** LISTED ENTRIES follows **

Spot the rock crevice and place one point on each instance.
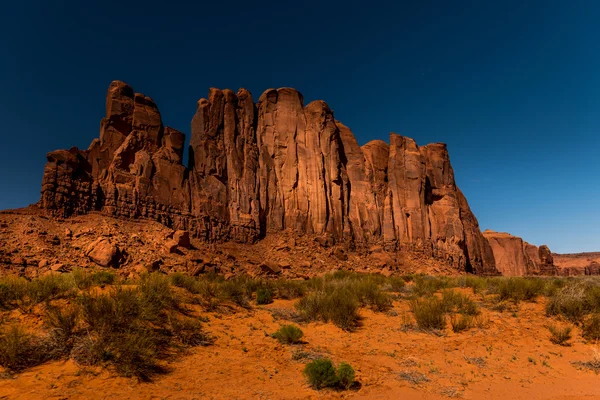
(260, 168)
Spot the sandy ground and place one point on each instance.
(510, 359)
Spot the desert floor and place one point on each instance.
(511, 358)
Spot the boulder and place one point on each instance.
(261, 168)
(170, 246)
(515, 257)
(270, 268)
(103, 252)
(182, 238)
(58, 267)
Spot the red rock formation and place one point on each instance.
(255, 169)
(577, 264)
(515, 257)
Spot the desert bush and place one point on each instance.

** End of LISTED ENTRIES **

# WHAT IS BEING ASKED:
Your answer must be an exact copy of the records, without the pictures.

# ANSWER TO THIS PROBLEM:
Spot the rock crevice and place one point on each instance.
(260, 168)
Spot the sandy ground and place one point on each instance.
(510, 359)
Spot the desert floor and place one point on each instance.
(511, 358)
Spot the boulder and place one point on each instance.
(261, 168)
(170, 246)
(515, 257)
(270, 268)
(103, 252)
(182, 238)
(58, 267)
Spot the red rock formation and place one point on each instance.
(255, 169)
(577, 264)
(515, 257)
Spot the desert bush and place one point on each instance.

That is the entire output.